RECORDS SUPPLIED
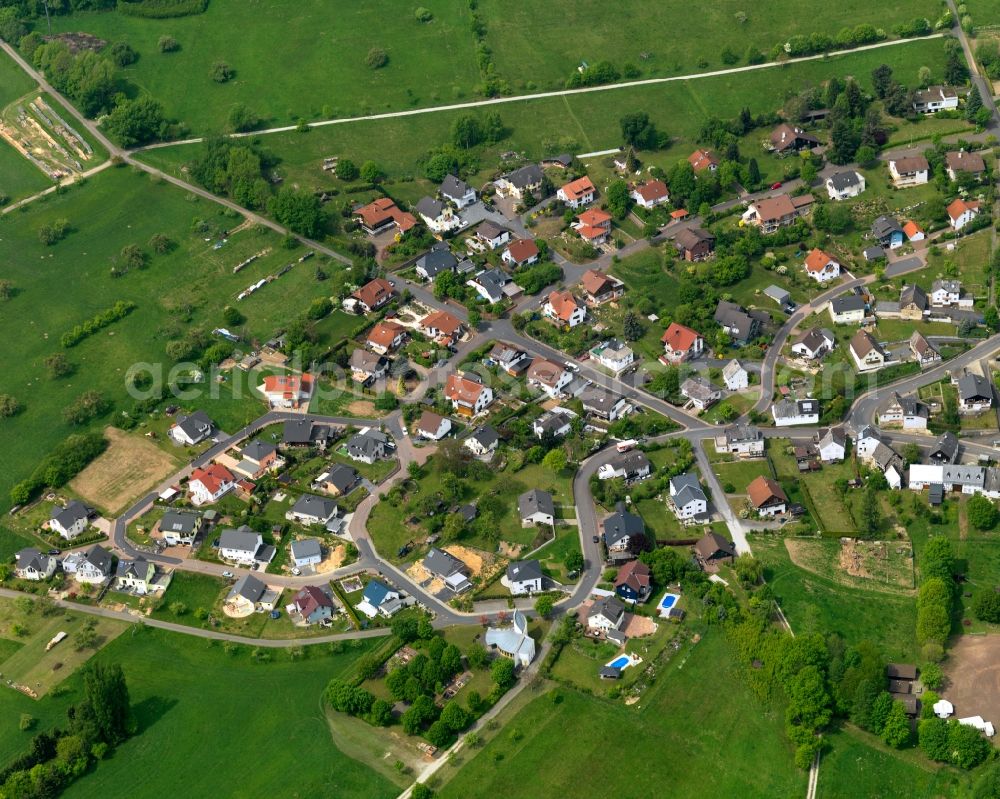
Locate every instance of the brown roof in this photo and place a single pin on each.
(763, 490)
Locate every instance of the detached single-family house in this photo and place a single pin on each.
(482, 441)
(814, 343)
(789, 412)
(771, 213)
(606, 614)
(468, 395)
(313, 604)
(448, 568)
(71, 520)
(306, 553)
(599, 288)
(712, 549)
(457, 192)
(368, 446)
(923, 351)
(650, 194)
(30, 564)
(687, 497)
(962, 212)
(593, 225)
(821, 266)
(701, 392)
(210, 483)
(735, 376)
(910, 171)
(564, 309)
(908, 412)
(624, 534)
(745, 440)
(379, 599)
(536, 507)
(767, 497)
(867, 353)
(373, 295)
(520, 252)
(844, 185)
(520, 182)
(385, 337)
(934, 99)
(962, 161)
(193, 429)
(847, 309)
(433, 426)
(681, 343)
(524, 577)
(437, 215)
(694, 243)
(180, 527)
(633, 583)
(577, 193)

GOAL OF THE EXERCISE
Word-for-word output of every record is needed, with images omitted.

OUTPUT
Locate every instance of the brown roof in this photo and place a single pin on each.
(763, 490)
Locate every instance of the detached single-family house in this photo and place a single pin on each.
(482, 441)
(814, 343)
(789, 412)
(771, 213)
(606, 614)
(468, 395)
(313, 604)
(448, 568)
(71, 520)
(306, 553)
(599, 288)
(712, 549)
(457, 192)
(368, 446)
(923, 351)
(650, 194)
(30, 564)
(687, 497)
(962, 212)
(593, 225)
(821, 266)
(701, 392)
(210, 483)
(735, 376)
(910, 171)
(564, 309)
(908, 412)
(624, 534)
(745, 440)
(379, 599)
(536, 507)
(767, 497)
(867, 353)
(373, 295)
(520, 252)
(844, 185)
(520, 182)
(385, 337)
(934, 99)
(962, 161)
(193, 429)
(847, 309)
(433, 426)
(681, 343)
(524, 577)
(437, 215)
(694, 243)
(180, 527)
(633, 583)
(577, 193)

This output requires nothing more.